PROBLEM DETAILS | Reproduce the lines below, substituting "field crew" for every "sprayer" and leaving everything else unchanged.

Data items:
◇ ◇ ◇ ◇ ◇

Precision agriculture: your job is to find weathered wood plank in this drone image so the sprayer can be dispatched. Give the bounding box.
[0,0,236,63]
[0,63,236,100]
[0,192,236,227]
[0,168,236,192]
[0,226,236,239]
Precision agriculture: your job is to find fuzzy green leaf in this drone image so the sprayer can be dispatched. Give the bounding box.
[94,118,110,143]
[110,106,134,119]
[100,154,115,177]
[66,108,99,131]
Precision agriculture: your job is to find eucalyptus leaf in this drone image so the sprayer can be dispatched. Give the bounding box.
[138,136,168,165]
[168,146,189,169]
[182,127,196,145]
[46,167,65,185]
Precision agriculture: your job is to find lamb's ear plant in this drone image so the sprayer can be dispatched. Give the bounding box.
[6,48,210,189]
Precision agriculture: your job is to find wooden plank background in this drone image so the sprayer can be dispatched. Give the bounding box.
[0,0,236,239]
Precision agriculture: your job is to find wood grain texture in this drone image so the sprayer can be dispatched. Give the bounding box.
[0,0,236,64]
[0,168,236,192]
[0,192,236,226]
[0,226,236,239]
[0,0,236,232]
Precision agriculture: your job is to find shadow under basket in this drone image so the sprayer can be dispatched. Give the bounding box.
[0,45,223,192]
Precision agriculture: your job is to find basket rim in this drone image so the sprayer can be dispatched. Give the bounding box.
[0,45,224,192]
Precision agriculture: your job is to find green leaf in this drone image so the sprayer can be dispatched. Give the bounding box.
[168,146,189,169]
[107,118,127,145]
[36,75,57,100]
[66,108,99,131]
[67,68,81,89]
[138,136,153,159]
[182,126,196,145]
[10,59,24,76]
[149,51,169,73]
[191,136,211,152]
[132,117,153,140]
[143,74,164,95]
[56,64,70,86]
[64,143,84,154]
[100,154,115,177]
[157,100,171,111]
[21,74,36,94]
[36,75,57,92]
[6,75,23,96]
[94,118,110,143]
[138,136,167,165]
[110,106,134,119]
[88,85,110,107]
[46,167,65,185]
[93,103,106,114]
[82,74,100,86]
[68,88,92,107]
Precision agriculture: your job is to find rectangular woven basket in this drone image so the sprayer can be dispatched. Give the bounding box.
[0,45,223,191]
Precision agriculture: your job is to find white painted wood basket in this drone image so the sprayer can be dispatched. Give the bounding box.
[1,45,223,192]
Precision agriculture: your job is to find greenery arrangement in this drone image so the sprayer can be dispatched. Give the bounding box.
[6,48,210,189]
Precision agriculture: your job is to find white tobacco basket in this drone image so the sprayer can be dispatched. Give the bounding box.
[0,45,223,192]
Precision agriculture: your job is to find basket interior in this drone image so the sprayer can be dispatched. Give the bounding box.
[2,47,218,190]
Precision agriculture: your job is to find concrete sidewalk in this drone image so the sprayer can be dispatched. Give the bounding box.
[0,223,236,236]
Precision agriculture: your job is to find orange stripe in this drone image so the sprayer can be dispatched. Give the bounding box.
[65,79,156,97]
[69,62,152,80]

◇ ◇ ◇ ◇ ◇

COMPLETED EXERCISE |
Precision agriculture: your job is to find weathered wood plank in this drone image so the field crew can be dispatched. Give the bounding box.
[0,0,236,63]
[0,63,236,100]
[0,192,236,227]
[0,168,236,192]
[0,226,236,239]
Precision agriculture: your job is to find fuzzy green leaf in this drone image so the field crew can be dispatched. Give the bounding box.
[94,118,110,143]
[110,106,134,119]
[100,154,115,177]
[66,108,99,131]
Precision agriculture: your job is to find eucalyptus leaf in this drone image so the field crew can be dispatched. Give the bounding box.
[138,136,168,165]
[168,146,189,169]
[182,127,196,145]
[46,167,65,185]
Precision agriculture: your job is to find lamb's ear plant in this drone image so the field crew can be dispatched. Give the bounding box.
[6,48,210,189]
Precision agriculture: your job is to find wooden plank background in this drone image so the field crew can be dispatched. Give the bounding box.
[0,0,236,239]
Precision agriculture: your job is to find wood grain texture in this drone image so the field crew can be dispatched. Give the bounding box.
[0,0,236,64]
[0,168,236,192]
[0,192,236,226]
[0,226,236,239]
[0,0,236,232]
Precision agriculture: your job is to find shadow under basket in this drone image so the field crew can be dispatched. Give the bounding box.
[0,45,223,192]
Precision agriculture: your job is to find basket rim in this drone image so the field crew can be dispatched. Give the bounding box.
[0,45,224,192]
Precision agriculture: your job is to find green leaf in this drone image so the field crew can be dispatched. Give the bounding box.
[168,146,189,169]
[107,118,127,145]
[36,75,57,100]
[66,108,99,131]
[67,68,81,89]
[138,136,153,159]
[182,126,196,145]
[10,59,24,76]
[149,51,169,73]
[191,136,211,152]
[132,117,153,140]
[143,74,164,95]
[56,64,70,86]
[64,143,84,154]
[100,154,115,177]
[157,100,171,111]
[21,74,36,94]
[36,75,57,92]
[6,75,23,96]
[94,118,110,143]
[138,136,167,165]
[110,106,134,119]
[88,85,110,107]
[46,167,65,185]
[93,103,106,114]
[82,74,100,86]
[68,88,92,107]
Precision agriculture: your job is to find rectangular woven basket in this drone image so the field crew can be dispatched. Give the bounding box.
[0,45,223,191]
Precision agriculture: your job is to find white painted wood basket in this drone image so the field crew can be dispatched. Give the bounding box.
[1,45,223,192]
Precision agriculture: your job is to find greenery arrangement in this drone image so the field crew can be dispatched. Give the bounding box.
[6,48,210,189]
Precision agriculture: your job is to find white tobacco basket in this drone image so the field crew can be dispatched. Give the bounding box.
[0,45,223,192]
Precision agriculture: your job is to find basket interior in this drone image so the field crew can be dispatched. Give the bounding box.
[2,47,218,190]
Precision agriculture: your job is to find concrete sidewalk in this drone image so the field crew can be dispatched. Give the bounding box.
[0,223,236,236]
Precision agriculture: your job is to find orange stripe in this drone image so the field crew can be dispatched. Give the bounding box.
[65,79,156,97]
[69,62,152,80]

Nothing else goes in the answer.